Data section:
- - -
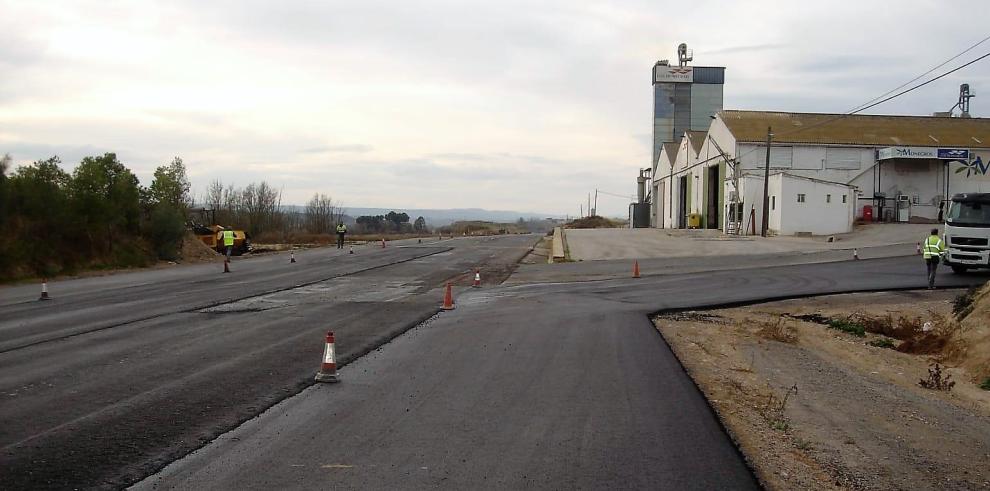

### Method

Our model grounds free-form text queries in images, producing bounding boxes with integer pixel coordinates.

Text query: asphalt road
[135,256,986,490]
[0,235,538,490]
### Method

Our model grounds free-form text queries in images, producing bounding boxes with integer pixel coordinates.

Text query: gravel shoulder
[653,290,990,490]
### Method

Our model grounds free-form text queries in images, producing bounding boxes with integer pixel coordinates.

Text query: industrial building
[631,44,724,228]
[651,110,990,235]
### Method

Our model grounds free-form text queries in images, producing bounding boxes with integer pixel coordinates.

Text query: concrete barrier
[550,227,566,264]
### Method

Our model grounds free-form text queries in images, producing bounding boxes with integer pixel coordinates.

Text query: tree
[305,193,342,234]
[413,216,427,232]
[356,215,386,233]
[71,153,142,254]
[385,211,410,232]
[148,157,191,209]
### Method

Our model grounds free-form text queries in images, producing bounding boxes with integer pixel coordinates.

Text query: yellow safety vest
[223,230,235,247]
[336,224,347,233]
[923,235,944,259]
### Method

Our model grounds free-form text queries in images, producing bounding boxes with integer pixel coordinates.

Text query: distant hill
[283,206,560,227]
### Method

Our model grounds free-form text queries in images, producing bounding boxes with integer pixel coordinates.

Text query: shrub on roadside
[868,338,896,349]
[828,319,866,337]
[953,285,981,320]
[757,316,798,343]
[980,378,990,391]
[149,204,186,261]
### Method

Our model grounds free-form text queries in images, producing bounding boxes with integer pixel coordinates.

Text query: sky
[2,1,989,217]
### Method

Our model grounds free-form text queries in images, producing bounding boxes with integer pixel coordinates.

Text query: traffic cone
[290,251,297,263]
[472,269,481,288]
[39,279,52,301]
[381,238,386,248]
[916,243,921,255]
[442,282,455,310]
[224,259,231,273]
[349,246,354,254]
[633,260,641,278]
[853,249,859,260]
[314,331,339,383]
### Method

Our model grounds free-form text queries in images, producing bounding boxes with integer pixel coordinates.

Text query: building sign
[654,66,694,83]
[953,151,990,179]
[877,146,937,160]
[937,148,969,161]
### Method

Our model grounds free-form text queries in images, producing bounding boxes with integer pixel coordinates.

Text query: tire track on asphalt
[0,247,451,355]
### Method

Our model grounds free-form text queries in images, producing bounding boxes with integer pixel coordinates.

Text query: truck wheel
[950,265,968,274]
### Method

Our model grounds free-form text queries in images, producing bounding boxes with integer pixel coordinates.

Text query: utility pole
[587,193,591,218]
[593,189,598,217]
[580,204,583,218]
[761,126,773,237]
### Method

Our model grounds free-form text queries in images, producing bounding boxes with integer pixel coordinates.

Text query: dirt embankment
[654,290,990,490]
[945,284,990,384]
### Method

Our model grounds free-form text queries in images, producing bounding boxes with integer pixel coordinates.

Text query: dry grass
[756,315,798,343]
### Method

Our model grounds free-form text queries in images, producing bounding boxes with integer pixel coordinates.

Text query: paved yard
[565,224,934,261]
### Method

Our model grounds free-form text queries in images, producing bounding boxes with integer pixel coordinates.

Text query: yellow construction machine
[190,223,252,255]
- - -
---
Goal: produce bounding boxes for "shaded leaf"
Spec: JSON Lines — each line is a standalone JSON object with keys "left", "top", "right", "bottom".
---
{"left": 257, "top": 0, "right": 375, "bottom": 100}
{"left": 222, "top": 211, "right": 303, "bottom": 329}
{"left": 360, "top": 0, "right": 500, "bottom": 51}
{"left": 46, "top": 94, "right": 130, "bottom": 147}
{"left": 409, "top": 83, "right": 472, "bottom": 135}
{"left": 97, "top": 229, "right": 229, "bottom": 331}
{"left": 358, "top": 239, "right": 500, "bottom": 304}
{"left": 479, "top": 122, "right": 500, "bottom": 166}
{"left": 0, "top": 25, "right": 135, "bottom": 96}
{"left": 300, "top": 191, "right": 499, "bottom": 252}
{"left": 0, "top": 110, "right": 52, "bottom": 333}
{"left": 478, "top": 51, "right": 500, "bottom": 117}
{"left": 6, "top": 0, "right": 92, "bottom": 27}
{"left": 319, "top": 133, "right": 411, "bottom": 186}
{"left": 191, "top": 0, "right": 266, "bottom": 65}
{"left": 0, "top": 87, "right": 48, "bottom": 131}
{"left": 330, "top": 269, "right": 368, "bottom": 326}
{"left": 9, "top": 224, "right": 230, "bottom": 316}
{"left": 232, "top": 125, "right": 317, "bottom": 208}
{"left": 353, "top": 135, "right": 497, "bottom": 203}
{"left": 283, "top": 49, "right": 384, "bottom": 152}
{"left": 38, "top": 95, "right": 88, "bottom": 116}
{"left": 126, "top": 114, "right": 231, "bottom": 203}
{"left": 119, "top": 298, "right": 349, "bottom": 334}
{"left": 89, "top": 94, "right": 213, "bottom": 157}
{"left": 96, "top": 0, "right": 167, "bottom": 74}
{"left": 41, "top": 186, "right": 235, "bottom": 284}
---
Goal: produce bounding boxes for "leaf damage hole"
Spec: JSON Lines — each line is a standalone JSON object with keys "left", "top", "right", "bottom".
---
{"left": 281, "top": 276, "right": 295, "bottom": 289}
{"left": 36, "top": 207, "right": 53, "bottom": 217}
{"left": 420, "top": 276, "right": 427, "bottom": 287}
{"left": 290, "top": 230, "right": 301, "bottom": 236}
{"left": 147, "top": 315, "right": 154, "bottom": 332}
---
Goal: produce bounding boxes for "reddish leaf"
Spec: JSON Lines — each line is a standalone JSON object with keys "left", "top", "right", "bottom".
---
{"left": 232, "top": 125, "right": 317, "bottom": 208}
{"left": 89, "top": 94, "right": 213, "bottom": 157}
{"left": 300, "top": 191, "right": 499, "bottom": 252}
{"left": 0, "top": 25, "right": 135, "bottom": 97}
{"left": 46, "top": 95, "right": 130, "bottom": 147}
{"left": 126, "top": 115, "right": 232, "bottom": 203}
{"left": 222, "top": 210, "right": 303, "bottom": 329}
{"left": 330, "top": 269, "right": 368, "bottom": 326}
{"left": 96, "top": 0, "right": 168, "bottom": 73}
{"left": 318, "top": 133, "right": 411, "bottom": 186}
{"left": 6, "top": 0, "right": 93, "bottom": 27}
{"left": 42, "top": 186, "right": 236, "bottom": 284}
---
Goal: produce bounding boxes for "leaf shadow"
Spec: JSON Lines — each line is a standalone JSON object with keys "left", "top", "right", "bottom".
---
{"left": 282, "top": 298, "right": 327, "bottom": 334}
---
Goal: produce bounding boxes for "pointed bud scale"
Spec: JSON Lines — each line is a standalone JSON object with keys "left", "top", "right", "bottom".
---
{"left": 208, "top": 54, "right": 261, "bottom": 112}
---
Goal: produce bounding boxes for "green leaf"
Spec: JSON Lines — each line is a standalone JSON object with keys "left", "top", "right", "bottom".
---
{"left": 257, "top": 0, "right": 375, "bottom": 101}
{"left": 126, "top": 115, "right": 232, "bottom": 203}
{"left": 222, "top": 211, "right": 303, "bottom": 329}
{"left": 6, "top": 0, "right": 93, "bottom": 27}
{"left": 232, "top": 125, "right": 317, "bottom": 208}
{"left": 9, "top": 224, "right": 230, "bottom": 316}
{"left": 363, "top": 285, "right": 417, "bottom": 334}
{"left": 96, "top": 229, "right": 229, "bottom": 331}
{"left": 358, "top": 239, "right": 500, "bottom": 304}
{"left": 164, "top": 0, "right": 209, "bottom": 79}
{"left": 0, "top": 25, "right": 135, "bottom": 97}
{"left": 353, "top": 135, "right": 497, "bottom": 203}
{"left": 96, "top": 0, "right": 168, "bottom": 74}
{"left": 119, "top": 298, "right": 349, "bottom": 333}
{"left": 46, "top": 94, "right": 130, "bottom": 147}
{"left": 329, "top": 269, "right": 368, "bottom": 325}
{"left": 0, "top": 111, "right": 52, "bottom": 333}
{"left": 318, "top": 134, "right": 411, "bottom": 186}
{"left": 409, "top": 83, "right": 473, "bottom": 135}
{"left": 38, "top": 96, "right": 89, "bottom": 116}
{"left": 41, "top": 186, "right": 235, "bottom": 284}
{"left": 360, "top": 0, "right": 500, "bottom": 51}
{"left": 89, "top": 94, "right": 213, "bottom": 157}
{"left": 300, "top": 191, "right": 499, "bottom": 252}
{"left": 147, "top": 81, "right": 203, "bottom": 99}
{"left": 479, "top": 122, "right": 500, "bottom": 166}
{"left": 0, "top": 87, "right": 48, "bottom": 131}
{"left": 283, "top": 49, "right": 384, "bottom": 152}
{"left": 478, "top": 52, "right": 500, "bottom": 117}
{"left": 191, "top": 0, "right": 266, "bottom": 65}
- - -
Task brief: Scan the records above for the string "Goal", then copy each line where it turns up.

Answer for the task:
Goal: produce bounding boxes for "shaded leaf"
Goal: produce bounding boxes for "leaf damage hole"
Goal: produce bounding boxes for "reddish leaf"
Goal: produce bounding boxes for "leaf shadow"
Goal: produce bounding boxes for "pointed bud scale"
Goal: produce bounding boxes for "green leaf"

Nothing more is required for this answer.